__TRECHO SELECIONADO__
● ● ● ● ● ● ●

Também é preciso esclarecer que a luz do dia sofre alterações em TCC. Com base nos dados do estudo de Frederico de Moura Carneiro, consultor Legislativo da Área XIII de Desenvolvimento Urbano, Trânsito e Transportes, sobre “Estatísticas de Acidentes de Trânsito Ocorridos entre 2016 e 2018, com Foco no Número de Mortes e Faixa Etária das Vítimas”, foi identificado que as maiores vítimas do trânsito são pedestres, ciclistas e condutores de motocicletas, conforme podemos observar na Figura 2, fato relevante para a adoção de obrigatoriedade na iluminação positiva nas faixas de pedestres aplicada na nova versão da norma 5101. É necessário também prever a melhora da iluminação das chamadas zonas de conflito, onde há pedestres e ciclistas.
Figura 2
Fonte: “Estatísticas de Acidentes de Trânsito Ocorridos entre 2016 e 2018, com Foco no Número de Mortes e Faixa Etária das Vítimas”, de Frederico de Moura Carneiro
Também podemos observar neste mesmo estudo do Senhor Frederico de Moura Carneiro e em muitos outros disponíveis para a organização de dados estatísticos no país que a iluminação não é a grande responsável pelos acidentes de trânsito nas cidades, e sim a ingestão de bebidas alcoólicas e imprudência dos motoristas. O uso de telefone celular ao volante também é um grande fator de acidentes. (Figura 3)

● ● ● ● ● ● ●

__LINHAS DE DADOS__
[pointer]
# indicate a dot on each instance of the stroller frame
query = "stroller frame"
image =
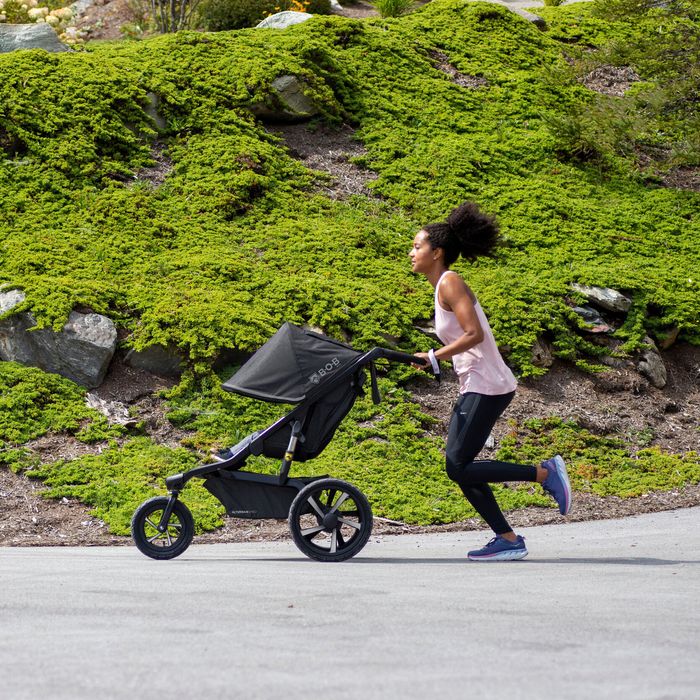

● ● ● ● ● ● ●

__TAREFAS__
a. Segundo o trecho selecionado, quais são as maiores vítimas do trânsito?
b. Copie do trecho selecionado, sem nenhuma alteração, a parte que vai de "Também é preciso" até "pedestres e ciclistas.".

__RESPOSTAS EM ORDEM__
a. Pedestres, ciclistas e condutores de motocicletas.

b.
Também é preciso esclarecer que a luz do dia sofre alterações em TCC. Com base nos dados do estudo de Frederico de Moura Carneiro, consultor Legislativo da Área XIII de Desenvolvimento Urbano, Trânsito e Transportes, sobre “Estatísticas de Acidentes de Trânsito Ocorridos entre 2016 e 2018, com Foco no Número de Mortes e Faixa Etária das Vítimas”, foi identificado que as maiores vítimas do trânsito são pedestres, ciclistas e condutores de motocicletas, conforme podemos observar na Figura 2, fato relevante para a adoção de obrigatoriedade na iluminação positiva nas faixas de pedestres aplicada na nova versão da norma 5101. É necessário também prever a melhora da iluminação das chamadas zonas de conflito, onde há pedestres e ciclistas.